STATED PROBLEM. Only the lines from the one containing "the steam locomotive, positioned" through the final line of the material below should be output, exactly as they stand.

[Items from a data source]
--- Begin ---
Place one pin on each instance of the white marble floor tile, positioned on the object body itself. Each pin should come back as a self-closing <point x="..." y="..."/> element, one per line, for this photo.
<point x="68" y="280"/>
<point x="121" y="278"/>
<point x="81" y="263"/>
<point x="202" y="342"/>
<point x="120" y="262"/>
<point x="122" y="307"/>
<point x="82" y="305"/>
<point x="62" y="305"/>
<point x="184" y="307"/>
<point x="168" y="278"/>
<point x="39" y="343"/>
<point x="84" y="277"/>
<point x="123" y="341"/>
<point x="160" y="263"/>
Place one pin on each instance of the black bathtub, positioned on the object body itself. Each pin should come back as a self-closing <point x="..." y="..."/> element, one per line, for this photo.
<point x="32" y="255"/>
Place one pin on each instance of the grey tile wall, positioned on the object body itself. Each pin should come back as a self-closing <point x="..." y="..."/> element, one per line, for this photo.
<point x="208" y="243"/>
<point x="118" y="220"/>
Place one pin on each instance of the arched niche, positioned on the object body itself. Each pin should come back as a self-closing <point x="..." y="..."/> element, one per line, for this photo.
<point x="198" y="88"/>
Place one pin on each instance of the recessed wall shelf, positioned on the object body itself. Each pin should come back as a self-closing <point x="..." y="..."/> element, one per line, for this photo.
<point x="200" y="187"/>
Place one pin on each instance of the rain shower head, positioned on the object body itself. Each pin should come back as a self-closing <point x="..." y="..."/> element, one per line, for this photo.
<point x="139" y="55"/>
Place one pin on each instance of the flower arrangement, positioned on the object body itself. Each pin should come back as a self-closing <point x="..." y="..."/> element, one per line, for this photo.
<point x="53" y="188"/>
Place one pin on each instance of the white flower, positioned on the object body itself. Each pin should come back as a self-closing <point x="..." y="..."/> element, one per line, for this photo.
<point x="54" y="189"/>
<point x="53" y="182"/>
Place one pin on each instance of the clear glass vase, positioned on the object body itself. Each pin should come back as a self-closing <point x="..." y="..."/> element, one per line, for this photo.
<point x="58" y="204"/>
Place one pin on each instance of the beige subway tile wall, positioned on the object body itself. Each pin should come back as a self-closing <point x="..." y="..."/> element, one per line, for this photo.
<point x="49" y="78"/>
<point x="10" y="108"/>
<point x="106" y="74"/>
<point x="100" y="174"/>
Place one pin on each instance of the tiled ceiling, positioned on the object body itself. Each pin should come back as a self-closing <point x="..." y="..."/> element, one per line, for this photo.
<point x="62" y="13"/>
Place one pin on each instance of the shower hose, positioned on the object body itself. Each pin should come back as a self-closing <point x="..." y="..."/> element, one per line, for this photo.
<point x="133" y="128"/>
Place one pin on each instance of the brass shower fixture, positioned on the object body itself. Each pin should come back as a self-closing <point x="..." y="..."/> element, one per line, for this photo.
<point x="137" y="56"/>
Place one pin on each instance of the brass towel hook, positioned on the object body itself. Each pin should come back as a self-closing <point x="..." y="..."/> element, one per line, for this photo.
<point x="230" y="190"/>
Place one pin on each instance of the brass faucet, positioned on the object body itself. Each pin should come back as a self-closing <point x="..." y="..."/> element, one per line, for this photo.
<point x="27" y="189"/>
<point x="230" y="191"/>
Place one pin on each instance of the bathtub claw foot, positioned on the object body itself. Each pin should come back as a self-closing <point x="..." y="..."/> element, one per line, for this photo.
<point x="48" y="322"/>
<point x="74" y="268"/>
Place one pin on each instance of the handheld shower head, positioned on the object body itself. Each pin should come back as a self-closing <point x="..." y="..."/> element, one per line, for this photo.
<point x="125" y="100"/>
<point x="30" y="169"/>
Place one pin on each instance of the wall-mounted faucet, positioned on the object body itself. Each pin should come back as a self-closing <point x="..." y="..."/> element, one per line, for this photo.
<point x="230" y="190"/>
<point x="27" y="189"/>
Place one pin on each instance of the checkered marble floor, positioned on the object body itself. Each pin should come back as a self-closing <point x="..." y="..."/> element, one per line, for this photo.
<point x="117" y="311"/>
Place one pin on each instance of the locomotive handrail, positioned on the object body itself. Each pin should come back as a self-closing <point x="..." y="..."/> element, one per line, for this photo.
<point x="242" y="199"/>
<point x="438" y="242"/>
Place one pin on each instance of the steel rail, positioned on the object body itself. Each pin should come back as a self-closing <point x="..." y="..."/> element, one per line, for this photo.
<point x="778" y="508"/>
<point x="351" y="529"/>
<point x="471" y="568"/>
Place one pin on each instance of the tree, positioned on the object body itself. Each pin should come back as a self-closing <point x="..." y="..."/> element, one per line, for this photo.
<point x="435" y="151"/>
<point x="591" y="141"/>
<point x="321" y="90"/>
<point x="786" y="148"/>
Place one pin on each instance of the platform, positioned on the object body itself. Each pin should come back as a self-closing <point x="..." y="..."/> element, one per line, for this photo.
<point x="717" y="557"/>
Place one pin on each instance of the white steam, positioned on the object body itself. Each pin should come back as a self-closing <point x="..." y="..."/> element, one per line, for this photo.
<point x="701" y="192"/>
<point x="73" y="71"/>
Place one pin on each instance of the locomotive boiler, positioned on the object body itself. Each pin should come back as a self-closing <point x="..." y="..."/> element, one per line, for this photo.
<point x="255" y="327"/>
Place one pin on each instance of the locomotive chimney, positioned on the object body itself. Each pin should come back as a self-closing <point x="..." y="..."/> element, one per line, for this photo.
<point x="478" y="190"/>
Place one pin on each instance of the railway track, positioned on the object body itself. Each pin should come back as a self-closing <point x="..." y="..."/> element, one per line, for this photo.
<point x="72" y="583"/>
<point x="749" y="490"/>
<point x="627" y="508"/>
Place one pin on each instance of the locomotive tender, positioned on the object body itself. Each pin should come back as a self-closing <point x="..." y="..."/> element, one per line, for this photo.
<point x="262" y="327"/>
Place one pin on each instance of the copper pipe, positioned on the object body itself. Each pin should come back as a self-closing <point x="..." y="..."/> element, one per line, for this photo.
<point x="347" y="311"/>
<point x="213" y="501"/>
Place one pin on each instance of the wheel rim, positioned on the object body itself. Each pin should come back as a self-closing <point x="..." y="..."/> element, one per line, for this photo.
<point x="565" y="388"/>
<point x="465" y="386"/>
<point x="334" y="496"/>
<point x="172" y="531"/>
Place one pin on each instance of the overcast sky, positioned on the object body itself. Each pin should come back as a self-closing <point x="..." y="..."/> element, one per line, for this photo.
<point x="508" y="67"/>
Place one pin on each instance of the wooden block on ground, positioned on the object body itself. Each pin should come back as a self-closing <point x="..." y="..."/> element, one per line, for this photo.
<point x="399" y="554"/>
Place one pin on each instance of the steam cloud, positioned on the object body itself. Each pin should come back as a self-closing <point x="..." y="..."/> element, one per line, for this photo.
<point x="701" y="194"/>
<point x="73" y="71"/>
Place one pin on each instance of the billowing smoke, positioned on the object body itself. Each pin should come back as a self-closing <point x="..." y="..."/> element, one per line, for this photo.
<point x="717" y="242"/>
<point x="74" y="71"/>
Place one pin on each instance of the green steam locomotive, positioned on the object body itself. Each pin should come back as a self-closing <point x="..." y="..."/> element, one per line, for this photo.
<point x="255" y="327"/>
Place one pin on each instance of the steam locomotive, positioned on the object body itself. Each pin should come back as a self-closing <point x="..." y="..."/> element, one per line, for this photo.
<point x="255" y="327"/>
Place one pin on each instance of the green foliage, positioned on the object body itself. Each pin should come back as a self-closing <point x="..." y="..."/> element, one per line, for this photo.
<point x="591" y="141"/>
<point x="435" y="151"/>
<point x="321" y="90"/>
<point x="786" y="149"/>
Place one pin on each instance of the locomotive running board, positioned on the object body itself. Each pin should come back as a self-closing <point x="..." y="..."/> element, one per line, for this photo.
--- End ---
FULL OUTPUT.
Place one pin on each instance of the steam locomotive, positioned on the object body itself. Each pin should come back as a self-closing <point x="..." y="..."/> element, one per line, for this photo.
<point x="255" y="327"/>
Place one pin on each instance of the green foliage, positioned on the object body itself. Each pin should come back as a self-closing <point x="..." y="..."/> element, one per line, for this photo.
<point x="591" y="141"/>
<point x="435" y="151"/>
<point x="321" y="90"/>
<point x="786" y="149"/>
Place one pin on each instance of the locomotive running board, positioned on the object body itself. Each pin should come back as a self-closing <point x="..." y="..."/> element, one per line, for this photo.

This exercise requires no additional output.